■ **PROVIDED DATA**:
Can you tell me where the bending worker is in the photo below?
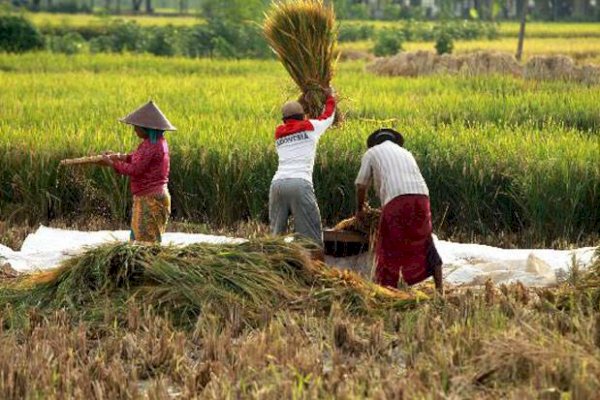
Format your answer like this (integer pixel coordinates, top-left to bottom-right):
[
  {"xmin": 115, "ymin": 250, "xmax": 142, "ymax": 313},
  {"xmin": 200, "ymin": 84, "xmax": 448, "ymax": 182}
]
[
  {"xmin": 269, "ymin": 88, "xmax": 335, "ymax": 259},
  {"xmin": 356, "ymin": 129, "xmax": 443, "ymax": 293},
  {"xmin": 102, "ymin": 101, "xmax": 176, "ymax": 243}
]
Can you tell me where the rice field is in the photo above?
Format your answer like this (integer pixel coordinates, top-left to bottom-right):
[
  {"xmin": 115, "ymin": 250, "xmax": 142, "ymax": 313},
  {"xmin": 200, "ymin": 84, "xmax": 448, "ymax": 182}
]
[
  {"xmin": 340, "ymin": 37, "xmax": 600, "ymax": 64},
  {"xmin": 0, "ymin": 240, "xmax": 600, "ymax": 400},
  {"xmin": 27, "ymin": 12, "xmax": 201, "ymax": 28},
  {"xmin": 0, "ymin": 53, "xmax": 600, "ymax": 245}
]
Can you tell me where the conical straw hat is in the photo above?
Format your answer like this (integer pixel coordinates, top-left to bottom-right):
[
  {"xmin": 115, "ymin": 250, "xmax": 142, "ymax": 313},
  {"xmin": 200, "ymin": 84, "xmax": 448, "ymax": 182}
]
[{"xmin": 119, "ymin": 100, "xmax": 177, "ymax": 131}]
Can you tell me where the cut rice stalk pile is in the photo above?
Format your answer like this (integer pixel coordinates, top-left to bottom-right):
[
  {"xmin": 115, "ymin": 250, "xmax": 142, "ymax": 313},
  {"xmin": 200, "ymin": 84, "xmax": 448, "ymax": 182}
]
[
  {"xmin": 0, "ymin": 239, "xmax": 426, "ymax": 325},
  {"xmin": 333, "ymin": 208, "xmax": 381, "ymax": 236},
  {"xmin": 263, "ymin": 0, "xmax": 339, "ymax": 118}
]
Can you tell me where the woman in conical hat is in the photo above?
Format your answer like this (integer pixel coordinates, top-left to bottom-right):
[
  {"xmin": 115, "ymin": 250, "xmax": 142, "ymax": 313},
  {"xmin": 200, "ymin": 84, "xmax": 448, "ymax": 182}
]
[{"xmin": 103, "ymin": 101, "xmax": 176, "ymax": 243}]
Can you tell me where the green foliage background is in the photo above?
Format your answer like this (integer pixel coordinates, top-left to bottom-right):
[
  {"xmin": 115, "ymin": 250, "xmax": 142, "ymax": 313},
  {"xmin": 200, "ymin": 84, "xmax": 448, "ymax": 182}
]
[{"xmin": 0, "ymin": 53, "xmax": 600, "ymax": 244}]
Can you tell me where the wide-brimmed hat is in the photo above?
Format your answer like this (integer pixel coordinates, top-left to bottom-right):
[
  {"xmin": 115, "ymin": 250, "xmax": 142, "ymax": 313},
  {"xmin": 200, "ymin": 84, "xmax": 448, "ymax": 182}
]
[
  {"xmin": 367, "ymin": 128, "xmax": 404, "ymax": 148},
  {"xmin": 119, "ymin": 100, "xmax": 177, "ymax": 131},
  {"xmin": 281, "ymin": 101, "xmax": 304, "ymax": 119}
]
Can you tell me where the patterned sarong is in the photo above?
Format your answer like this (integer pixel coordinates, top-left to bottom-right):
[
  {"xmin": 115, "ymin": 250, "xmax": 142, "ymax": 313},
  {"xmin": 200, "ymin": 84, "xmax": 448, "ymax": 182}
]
[
  {"xmin": 131, "ymin": 190, "xmax": 171, "ymax": 243},
  {"xmin": 375, "ymin": 195, "xmax": 442, "ymax": 288}
]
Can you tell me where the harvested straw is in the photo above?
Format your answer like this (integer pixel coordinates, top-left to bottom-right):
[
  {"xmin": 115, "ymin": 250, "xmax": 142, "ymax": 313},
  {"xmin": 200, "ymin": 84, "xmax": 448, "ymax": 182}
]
[
  {"xmin": 367, "ymin": 51, "xmax": 522, "ymax": 76},
  {"xmin": 263, "ymin": 0, "xmax": 337, "ymax": 118},
  {"xmin": 524, "ymin": 55, "xmax": 600, "ymax": 85},
  {"xmin": 524, "ymin": 55, "xmax": 578, "ymax": 81},
  {"xmin": 0, "ymin": 240, "xmax": 425, "ymax": 325}
]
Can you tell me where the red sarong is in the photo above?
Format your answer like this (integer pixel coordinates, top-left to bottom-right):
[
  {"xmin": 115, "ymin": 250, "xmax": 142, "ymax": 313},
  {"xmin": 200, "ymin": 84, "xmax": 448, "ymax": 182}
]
[{"xmin": 375, "ymin": 195, "xmax": 442, "ymax": 288}]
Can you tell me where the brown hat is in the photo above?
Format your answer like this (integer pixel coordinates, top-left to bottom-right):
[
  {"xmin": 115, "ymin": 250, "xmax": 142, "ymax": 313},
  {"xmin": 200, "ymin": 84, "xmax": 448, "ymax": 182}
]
[
  {"xmin": 281, "ymin": 101, "xmax": 304, "ymax": 119},
  {"xmin": 119, "ymin": 100, "xmax": 177, "ymax": 131}
]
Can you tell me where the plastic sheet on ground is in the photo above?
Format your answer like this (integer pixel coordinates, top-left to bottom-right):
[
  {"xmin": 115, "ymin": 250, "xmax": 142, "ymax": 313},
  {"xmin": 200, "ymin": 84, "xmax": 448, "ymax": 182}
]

■ **TASK DETAILS**: Reproduce the data word for word, starting with the line that contains "Can you tell me where the harvested" and going on through the end of the data.

■ **SOLUTION FOR THIS EXERCISE**:
Can you tell me where the harvested straw is in the photo above?
Format your answer like this (integer pixel coordinates, top-left to bottom-right):
[
  {"xmin": 115, "ymin": 250, "xmax": 142, "ymax": 313},
  {"xmin": 200, "ymin": 84, "xmax": 448, "ymax": 182}
]
[
  {"xmin": 367, "ymin": 51, "xmax": 522, "ymax": 76},
  {"xmin": 263, "ymin": 0, "xmax": 337, "ymax": 118},
  {"xmin": 524, "ymin": 55, "xmax": 600, "ymax": 85},
  {"xmin": 524, "ymin": 55, "xmax": 578, "ymax": 81},
  {"xmin": 0, "ymin": 240, "xmax": 425, "ymax": 325}
]
Can you tell me where the red sarong is in the photo above?
Format your answer like this (integer pixel coordinates, top-left to bottom-right):
[
  {"xmin": 115, "ymin": 250, "xmax": 142, "ymax": 313},
  {"xmin": 200, "ymin": 84, "xmax": 448, "ymax": 182}
]
[{"xmin": 375, "ymin": 195, "xmax": 442, "ymax": 288}]
Can you tell me where the brown hat is in the photo above?
Format your answer like this (integer pixel coordinates, top-left to bottom-right):
[
  {"xmin": 115, "ymin": 250, "xmax": 142, "ymax": 313},
  {"xmin": 200, "ymin": 84, "xmax": 448, "ymax": 182}
]
[
  {"xmin": 281, "ymin": 101, "xmax": 304, "ymax": 119},
  {"xmin": 119, "ymin": 100, "xmax": 177, "ymax": 131}
]
Can you tell me where the plastic sheet on ground is in the photo above?
Format your answer like this (integer pixel coordinates, top-left to bottom-right):
[
  {"xmin": 115, "ymin": 250, "xmax": 142, "ymax": 313},
  {"xmin": 200, "ymin": 84, "xmax": 448, "ymax": 182}
]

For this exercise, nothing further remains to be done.